:: TEXTO MOSTRADO ::
-*-

No cabe duda de que la historia contada de esa forma es más atractiva por cuanto más directa. Además es secuencial, es decir, en ella los acontecimientos se suceden unos a otros; quizá por eso ha sido objeto del interés de las artes, sobre todo la literatura, el cine y la pintura, que tienen la misma característica (2). En ellas, por su capacidad comunicativa, la historia alcanza su más completa dimensión como “historia popular”, es decir, la que el común debe saber y que, en general, suele ser la que deciden los sectores sociales a los que sirve el artista.

Al “arte de masas” se corresponde, pues, una “historia de masas”. Y en ese aspecto, el cine tiene todas las ventajas: no solo es secuencial como algunas artes y visual como otras; además es una industria dirigida directamente a un consumidor indiferenciado y, una vez que se interiorizan sus convenciones, accesible y directo. No tiene nada de raro que haya sido un importante propagador de ideología, y que además lo haya hecho con tanta eficacia; a la historia académica, tachada de aburrida y elitista, se ha opuesto una historia de consumo, que está tan ideologizada como la anterior, pero que ha contribuido mucho más a moldear la visión de la mayoría. Ningún arte ha ofrecido a la aceptación general tantos mundos falsos como el cine (3).

Con ello no se pretende insinuar que las artes hayan servido para transformar la realidad; esto  ha sucedido en muy contados casos; Umberto Eco afirma que solo Los miserables de Victor Hugo tuvo una influencia social importante, al impulsar reformas en el sistema penitenciario francés (a la que podría añadirse La cabaña del tío Tom, de Harriet Beecher Stowe, que actuó positivamente, quizá por su edulcorada tibieza, sobre la visión que se tenía de la esclavitud). Sí pueden haber ayudado a cambiar actitudes individuales (la lectura del Werther de Goethe provocó una oleada de suicidios en su época) y, sobre todo, a explicar post factum los acontecimientos y, con ello, a consolidar la ideología dominante y el estado de cosas que arropa: la lucha por la historia no se libra en los campos de batalla del pasado, sino en los del presente.

-*-

:: QUÉ HACER ::
Escribe la continuación del texto sobre la historia y el cine, empezando justo después de su última oración. Los registros no hacen falta para nada.

:: LISTA DE REGISTROS ::
-*-

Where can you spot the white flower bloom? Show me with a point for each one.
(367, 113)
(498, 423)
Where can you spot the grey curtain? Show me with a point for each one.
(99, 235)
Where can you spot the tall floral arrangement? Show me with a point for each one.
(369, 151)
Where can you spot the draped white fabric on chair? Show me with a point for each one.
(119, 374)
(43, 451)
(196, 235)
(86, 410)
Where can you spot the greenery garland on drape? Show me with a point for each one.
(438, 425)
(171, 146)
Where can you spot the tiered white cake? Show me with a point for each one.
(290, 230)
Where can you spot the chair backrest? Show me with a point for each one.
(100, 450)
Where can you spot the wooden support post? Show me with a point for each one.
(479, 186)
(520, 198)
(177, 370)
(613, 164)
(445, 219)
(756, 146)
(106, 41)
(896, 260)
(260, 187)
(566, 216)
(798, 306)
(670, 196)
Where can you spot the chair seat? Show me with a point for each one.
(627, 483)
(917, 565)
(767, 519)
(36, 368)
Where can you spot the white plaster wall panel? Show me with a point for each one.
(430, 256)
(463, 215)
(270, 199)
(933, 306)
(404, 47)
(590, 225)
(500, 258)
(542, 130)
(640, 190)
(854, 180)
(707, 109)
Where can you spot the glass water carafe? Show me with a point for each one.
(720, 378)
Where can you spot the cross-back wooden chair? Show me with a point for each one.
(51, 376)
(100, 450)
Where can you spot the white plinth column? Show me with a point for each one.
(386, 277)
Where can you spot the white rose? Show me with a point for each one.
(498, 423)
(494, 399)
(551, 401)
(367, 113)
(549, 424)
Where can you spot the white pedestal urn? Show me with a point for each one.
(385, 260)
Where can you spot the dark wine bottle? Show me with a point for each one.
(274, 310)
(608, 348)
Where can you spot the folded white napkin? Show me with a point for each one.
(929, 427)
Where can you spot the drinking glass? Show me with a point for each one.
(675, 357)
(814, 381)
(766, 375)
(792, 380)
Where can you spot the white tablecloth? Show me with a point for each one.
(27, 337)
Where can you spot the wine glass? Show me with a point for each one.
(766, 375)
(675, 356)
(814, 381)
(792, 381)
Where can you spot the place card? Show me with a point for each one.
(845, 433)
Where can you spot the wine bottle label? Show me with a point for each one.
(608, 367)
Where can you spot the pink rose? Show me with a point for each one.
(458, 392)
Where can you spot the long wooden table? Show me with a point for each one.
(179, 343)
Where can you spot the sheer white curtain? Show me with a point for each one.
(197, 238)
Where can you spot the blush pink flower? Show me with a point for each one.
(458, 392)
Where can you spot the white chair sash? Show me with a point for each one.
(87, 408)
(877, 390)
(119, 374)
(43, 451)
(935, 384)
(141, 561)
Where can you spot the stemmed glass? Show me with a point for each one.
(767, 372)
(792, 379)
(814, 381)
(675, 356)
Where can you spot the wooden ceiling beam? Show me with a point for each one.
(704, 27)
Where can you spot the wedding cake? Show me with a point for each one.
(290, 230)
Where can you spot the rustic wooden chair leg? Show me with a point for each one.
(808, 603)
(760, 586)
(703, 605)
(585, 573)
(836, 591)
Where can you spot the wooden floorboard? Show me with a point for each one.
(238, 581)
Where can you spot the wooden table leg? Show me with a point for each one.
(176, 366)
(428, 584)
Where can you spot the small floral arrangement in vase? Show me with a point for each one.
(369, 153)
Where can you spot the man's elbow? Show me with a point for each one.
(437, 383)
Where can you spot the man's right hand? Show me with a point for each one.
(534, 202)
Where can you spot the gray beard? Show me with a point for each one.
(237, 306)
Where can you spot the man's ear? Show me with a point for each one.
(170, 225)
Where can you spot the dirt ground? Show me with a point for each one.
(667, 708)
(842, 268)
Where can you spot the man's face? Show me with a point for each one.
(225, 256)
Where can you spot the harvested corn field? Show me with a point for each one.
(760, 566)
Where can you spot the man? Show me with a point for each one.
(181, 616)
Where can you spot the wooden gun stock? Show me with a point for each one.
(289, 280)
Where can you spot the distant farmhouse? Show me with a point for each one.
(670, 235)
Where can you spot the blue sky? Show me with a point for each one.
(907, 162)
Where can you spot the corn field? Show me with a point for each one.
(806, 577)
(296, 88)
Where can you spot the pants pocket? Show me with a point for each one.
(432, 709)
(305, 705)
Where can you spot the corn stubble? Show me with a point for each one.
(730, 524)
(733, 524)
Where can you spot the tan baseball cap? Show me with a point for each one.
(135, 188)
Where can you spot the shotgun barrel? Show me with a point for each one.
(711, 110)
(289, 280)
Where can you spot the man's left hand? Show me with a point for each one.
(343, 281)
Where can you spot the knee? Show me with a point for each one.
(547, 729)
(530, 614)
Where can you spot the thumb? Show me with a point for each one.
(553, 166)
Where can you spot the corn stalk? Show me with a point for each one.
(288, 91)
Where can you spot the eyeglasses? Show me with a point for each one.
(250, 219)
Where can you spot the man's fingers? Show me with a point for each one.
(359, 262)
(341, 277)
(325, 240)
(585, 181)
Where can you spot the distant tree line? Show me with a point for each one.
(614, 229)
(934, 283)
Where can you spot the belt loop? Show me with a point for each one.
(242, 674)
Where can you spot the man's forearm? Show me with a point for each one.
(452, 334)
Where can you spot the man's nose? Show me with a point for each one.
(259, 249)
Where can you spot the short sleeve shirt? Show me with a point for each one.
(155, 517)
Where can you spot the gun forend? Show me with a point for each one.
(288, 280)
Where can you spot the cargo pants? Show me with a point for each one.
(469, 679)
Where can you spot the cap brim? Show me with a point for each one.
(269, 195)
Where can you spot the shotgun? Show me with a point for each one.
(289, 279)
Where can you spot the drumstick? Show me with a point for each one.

-*-

:: RESPUESTA ::
Las dos películas sobre las que se reflexiona a continuación son otras tantas ilustraciones de lo que se ha propuesto anteriormente. Cada una de ellas se desarrolla en una época y con una estructura distinta, pero tienen aspectos similares: exaltan a los países implicados en momentos que estos consideran clave (el rush continental de Estados Unidos serviría para preparar la respuesta a la revolución cubana; los derechos del Estado de Israel se afirman frente a la retórica anticolonialista de Nasser); ambas se estrenaron en 1960, fueron importantes éxitos de taquilla a escala mundial y las dos tienen el tono épico que corresponde al  relato de un mito “fundacional”. Dichas  películas son El Álamo, de John Wayne, y Éxodo, de Otto Preminger.

Sin embargo, parten de una anécdota relativamente trivial: el acoso y exterminio de la guarnición de un pequeño fuerte, un episodio menor desde el punto de vista histórico, y la partida hacia Palestina de un barco de refugiados judíos de Europa central, así como su posterior llegada e instalación en la Altneuland (4),la tierra de promisión. Pero en ambas es la sangre derramada en el altar de la posteridad (dulcis et decorus est pro patria mori, decían los latinos) la que da sentido a los derechos de los vivos: los colonos texanos heroicamente caídos en El Álamo, la jovencita judía –cabellos de oro, inocencia a raudales–, compendio de la virtud frente la barbarie vengativa musulmana, en Éxodo. Ese “todo por la patria” como gesto único e irrepetible exime referirse a los antecedentes o consecuencias, gravosas para los pueblos oprimidos, del acontecimiento central y contaminarse, por tanto, del universo de lo real: una impostura que recurre de buena gana al pudoroso alibí de la “licencia histórica”.

Remember El Álamo

El 6 de marzo de 1836, un reducido ejército mexicano (unos 2.500 hombres) bajo las órdenes del general Santa Anna, después de nueve días de sitio, asaltó una pequeña misión reconvertida en fuerte y pasó a cuchillo, excepto a mujeres, niños y esclavos negros, a todos sus defensores. Estos eran unos 182, en su mayoría estadounidenses (solo había ocho texano-mexicanos), aunque otras estimaciones dan hasta 257 personas, incluyendo no combatientes: enfermos, mujeres y esclavos. El cerco y asalto fueron bastante desastrosos desde el punto de vista táctico y no tuvieron relevancia estratégica. Fue la posterior batalla de San Jacinto, en realidad otra carnicería sin interés militar, la que decidió la independencia de Texas, y se debió a que en ella fue hecho prisionero Santa Anna (5).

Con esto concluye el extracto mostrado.